REQUIRED WORK: Your output is the line containing "Detect v-neckline. Reply" plus all lines after it to the end of the records, reproduced exactly, with nothing else.
-------- RAW DATA
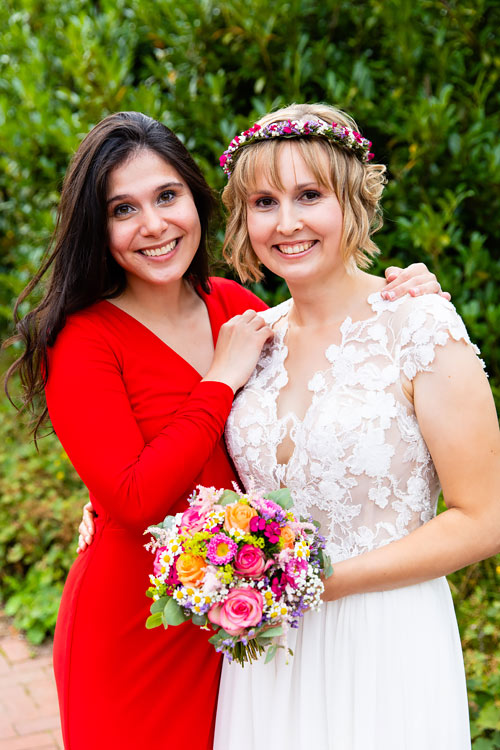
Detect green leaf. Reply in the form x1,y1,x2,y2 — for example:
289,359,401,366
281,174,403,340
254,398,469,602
191,614,207,626
149,596,169,615
146,612,162,630
264,487,293,510
218,490,240,506
162,598,190,625
264,646,278,664
259,625,283,638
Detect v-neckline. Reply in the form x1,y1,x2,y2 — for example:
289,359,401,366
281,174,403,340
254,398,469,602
----------------
TASK SOLUTION:
Detect v-neckline. Reply in the form x1,y1,x2,y2 — for example:
289,359,401,366
281,174,403,340
254,398,469,602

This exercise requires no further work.